## WHAT THE TASK ASKS
Render the records as a numbered list, from the line containing "Identify the icing" through the end of the records, inclusive, leaving out any blank lines.

......

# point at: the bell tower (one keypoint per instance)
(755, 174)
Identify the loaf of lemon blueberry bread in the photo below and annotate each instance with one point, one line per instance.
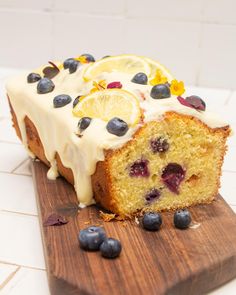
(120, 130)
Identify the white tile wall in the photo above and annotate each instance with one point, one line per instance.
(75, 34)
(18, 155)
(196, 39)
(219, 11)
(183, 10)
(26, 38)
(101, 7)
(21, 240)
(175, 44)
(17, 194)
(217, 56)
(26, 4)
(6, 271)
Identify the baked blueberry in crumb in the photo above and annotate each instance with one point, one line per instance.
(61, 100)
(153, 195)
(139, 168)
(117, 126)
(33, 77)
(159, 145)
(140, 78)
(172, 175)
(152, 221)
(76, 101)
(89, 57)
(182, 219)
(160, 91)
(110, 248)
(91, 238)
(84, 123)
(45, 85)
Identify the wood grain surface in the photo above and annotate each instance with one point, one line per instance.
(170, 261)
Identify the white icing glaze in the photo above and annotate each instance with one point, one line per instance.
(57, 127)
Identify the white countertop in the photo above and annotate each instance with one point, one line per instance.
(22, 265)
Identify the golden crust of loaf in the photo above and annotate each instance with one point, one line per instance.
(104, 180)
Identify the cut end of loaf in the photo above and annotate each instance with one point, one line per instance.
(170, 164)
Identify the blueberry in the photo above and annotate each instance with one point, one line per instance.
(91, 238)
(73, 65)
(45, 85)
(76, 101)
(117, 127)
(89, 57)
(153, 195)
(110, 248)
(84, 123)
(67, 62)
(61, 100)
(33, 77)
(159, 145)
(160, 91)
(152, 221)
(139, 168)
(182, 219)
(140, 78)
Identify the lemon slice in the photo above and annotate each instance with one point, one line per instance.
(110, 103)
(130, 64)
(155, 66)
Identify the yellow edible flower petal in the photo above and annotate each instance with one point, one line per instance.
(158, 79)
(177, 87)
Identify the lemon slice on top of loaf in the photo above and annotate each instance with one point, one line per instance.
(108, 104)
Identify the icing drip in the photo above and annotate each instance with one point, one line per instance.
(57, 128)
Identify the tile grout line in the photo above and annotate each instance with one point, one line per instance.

......

## THE SOLUTION
1. Identify the icing drip in the photo above and annotate each instance with one point, one line per instance.
2. (57, 128)
3. Identify the tile grout line in the photo above and annotate each instance with one point, one line per instance.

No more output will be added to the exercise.